Veuillez reprendre le texte sur la conservation de la structure dans les correspondances, à la suite de sa dernière phrase.

* **Extrait de page**:
########################################

Dans certains cas, la correspondance induit la perte d’une partie de la structure, par exemple quand on envoie l’exécution d’un morceau sur la partition employée. L’exécution introduit de nombreux facteurs qui ne sont pas présents dans la partition, mais les changements dans l’exécution correspondent pourtant à des changements de la partition. Il en va de même du dessin pour les designers, il s’agit du moyen de représenter suffisamment de la structure d’une idée pour qu’elle puisse être communiquée à quelqu’un d’autre. C’est uniquement possible quand la correspondance qui va des idées présentes dans la tête de quelqu’un aux dessins préserve la bonne quantité de structure. La majorité des correspondances et des traductions que nous utilisons intuitivement dans la vie ont effectivement cette propriété de conservation d’une partie ou de toute la structure. On pourrait facilement croire que c’est toujours le cas, que simplement parce qu’on a une correspondance, elle préserve la structure. Il est par conséquent important d’envisager les propriétés structurelles indépendamment des règles de construction de la correspondance.

########################################

* **Données enregistrées**:
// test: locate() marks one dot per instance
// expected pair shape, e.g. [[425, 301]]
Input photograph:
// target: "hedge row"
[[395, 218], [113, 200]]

########################################

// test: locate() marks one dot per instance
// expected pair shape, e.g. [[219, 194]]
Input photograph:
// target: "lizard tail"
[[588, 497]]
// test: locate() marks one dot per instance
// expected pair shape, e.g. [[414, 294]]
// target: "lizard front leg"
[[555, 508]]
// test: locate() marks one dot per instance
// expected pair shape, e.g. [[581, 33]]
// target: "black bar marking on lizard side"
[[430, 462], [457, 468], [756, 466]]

########################################

* **Résultat obtenu**:
Pour que la discussion qui précède soit vraiment correcte au plan mathématique, il faut faire très attention aux flèches et à leurs propriétés. Cela introduit une autre variété de jeux passionnants, garantissant que chaque élément du domaine est vraiment relié à une chose unique, ainsi qu’à la question de savoir comment les flèches peuvent être inversées.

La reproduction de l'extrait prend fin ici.